* _EXTRACTED MATERIAL_:
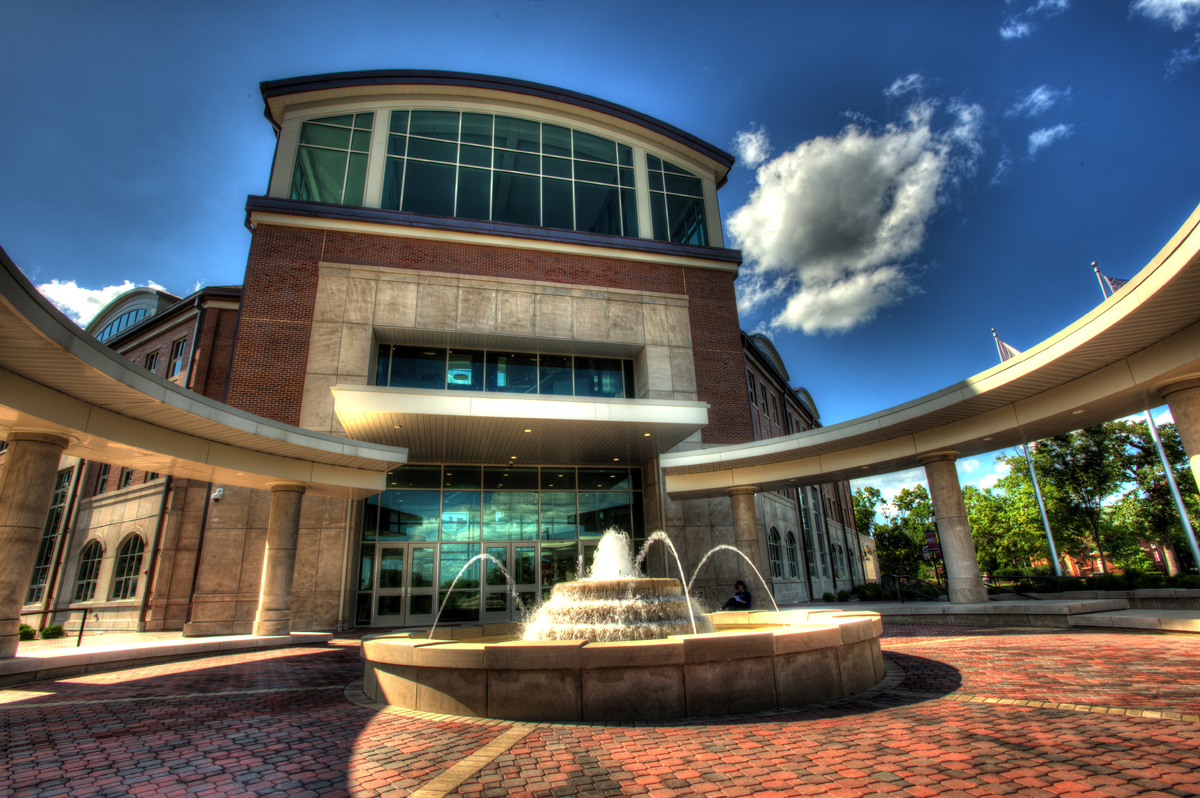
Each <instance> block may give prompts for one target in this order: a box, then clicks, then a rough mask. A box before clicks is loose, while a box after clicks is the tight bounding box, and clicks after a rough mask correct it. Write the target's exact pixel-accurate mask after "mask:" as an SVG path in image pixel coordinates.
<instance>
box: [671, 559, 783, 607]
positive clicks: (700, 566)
mask: <svg viewBox="0 0 1200 798" xmlns="http://www.w3.org/2000/svg"><path fill="white" fill-rule="evenodd" d="M722 550H724V551H731V552H733V553H734V554H737V556H738V557H740V558H742V559H744V560H745V562H746V565H749V566H750V570H752V571H754V574H755V576H757V577H758V583H760V584H762V590H763V593H766V594H767V598H768V599H770V604H772V605H773V606H774V607H775V612H776V613H778V612H779V605H778V604H775V596H773V595H772V594H770V588H768V587H767V580H764V578H762V574H760V572H758V569H757V568H755V565H754V563H751V562H750V558H749V557H746V556H745V552H743V551H742V550H739V548H736V547H733V546H730V545H728V544H721V545H720V546H713V547H712V548H709V550H708V552H707V553H706V554H704V557H703V558H701V560H700V565H697V566H696V570H695V571H694V572H692V575H691V580H689V582H688V588H686V589H688V590H691V586H692V584H695V583H696V577H697V576H698V575H700V569H702V568H703V566H704V563H707V562H708V558H709V557H712V556H713V554H715V553H716V552H719V551H722ZM679 572H680V574H683V570H680V571H679ZM787 625H788V626H791V624H787Z"/></svg>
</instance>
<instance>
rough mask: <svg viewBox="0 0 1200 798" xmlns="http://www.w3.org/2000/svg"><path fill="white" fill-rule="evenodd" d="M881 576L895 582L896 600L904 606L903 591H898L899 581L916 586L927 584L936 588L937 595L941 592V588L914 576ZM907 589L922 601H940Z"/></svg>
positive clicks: (936, 599)
mask: <svg viewBox="0 0 1200 798" xmlns="http://www.w3.org/2000/svg"><path fill="white" fill-rule="evenodd" d="M883 576H890V577H892V578H893V580H894V581H895V584H896V599H899V600H900V604H904V590H901V589H900V582H901V581H905V582H916V583H917V584H928V586H930V587H936V588H937V592H938V593H941V590H942V588H941V586H937V584H934V583H932V582H930V581H928V580H923V578H919V577H916V576H908V575H906V574H884V575H883ZM908 589H910V590H912V592H913V593H916V594H917V595H919V596H922V598H924V599H928V600H930V601H941V599H940V598H935V596H931V595H929V594H925V593H922V592H920V590H916V589H913V588H908Z"/></svg>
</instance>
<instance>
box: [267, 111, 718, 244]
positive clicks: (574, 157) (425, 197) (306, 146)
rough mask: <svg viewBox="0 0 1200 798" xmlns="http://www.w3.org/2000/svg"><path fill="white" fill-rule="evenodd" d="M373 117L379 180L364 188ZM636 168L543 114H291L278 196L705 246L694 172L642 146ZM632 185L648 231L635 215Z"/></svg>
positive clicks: (609, 143)
mask: <svg viewBox="0 0 1200 798" xmlns="http://www.w3.org/2000/svg"><path fill="white" fill-rule="evenodd" d="M380 124H386V125H388V131H386V145H385V146H384V148H383V151H382V152H379V154H378V155H377V156H376V157H380V156H382V157H383V164H382V188H376V191H379V193H378V194H376V196H374V197H368V196H366V191H367V184H368V176H367V175H368V173H370V170H371V168H372V166H371V142H372V132H373V128H374V127H376V126H377V125H380ZM377 152H378V151H377ZM638 166H642V164H635V150H634V148H632V146H631V145H629V144H625V143H622V142H617V140H614V139H611V138H606V137H604V136H598V134H595V133H590V132H587V131H581V130H575V128H572V127H566V126H563V125H554V124H551V122H547V121H539V120H533V119H522V118H517V116H506V115H502V114H486V113H474V112H469V110H448V109H388V110H379V112H364V113H353V114H341V115H336V116H322V118H318V119H312V120H306V121H302V122H301V124H300V130H299V140H298V144H296V155H295V166H294V167H293V170H292V180H290V185H289V186H288V197H289V198H290V199H302V200H308V202H320V203H330V204H341V205H364V204H365V205H374V204H376V202H374V200H377V199H378V206H379V208H383V209H389V210H402V211H410V212H415V214H430V215H434V216H450V217H458V218H472V220H480V221H492V222H511V223H516V224H523V226H528V227H545V228H557V229H566V230H580V232H586V233H601V234H606V235H620V236H626V238H647V239H649V238H653V239H655V240H660V241H671V242H674V244H694V245H700V246H708V244H709V239H708V229H707V224H708V222H707V220H708V215H707V209H706V204H704V194H703V184H702V181H701V179H700V178H698V176H697V175H695V174H692V173H690V172H688V170H686V169H683V168H682V167H679V166H676V164H673V163H671V162H670V161H667V160H664V158H662V157H660V156H656V155H650V154H646V156H644V166H646V168H647V174H648V180H649V185H638V182H637V179H636V178H635V173H636V170H637V167H638ZM374 168H377V169H378V168H380V167H379V164H376V166H374ZM373 185H376V186H379V185H380V184H373ZM640 191H641V192H642V193H643V197H644V199H643V202H646V203H648V208H649V210H650V215H649V218H650V220H652V226H650V227H652V229H642V228H641V224H640V222H638V192H640Z"/></svg>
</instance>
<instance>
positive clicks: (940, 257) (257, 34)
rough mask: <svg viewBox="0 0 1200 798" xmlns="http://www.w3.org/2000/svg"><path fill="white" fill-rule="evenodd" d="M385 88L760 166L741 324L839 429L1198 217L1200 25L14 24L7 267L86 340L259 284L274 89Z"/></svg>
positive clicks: (4, 87) (123, 3) (1182, 5)
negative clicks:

* _WORK INSTRUCTIONS_:
From the line containing "88L760 166L741 324L839" down to the last line of the records, transcribe every line exactly and add nothing else.

* _RESULT_:
rough mask: <svg viewBox="0 0 1200 798" xmlns="http://www.w3.org/2000/svg"><path fill="white" fill-rule="evenodd" d="M385 88L760 166L741 324L839 429L1198 217L1200 25L14 24L7 267L86 340L259 284L274 89Z"/></svg>
positive clicks: (4, 87) (123, 3) (1182, 5)
negative clicks:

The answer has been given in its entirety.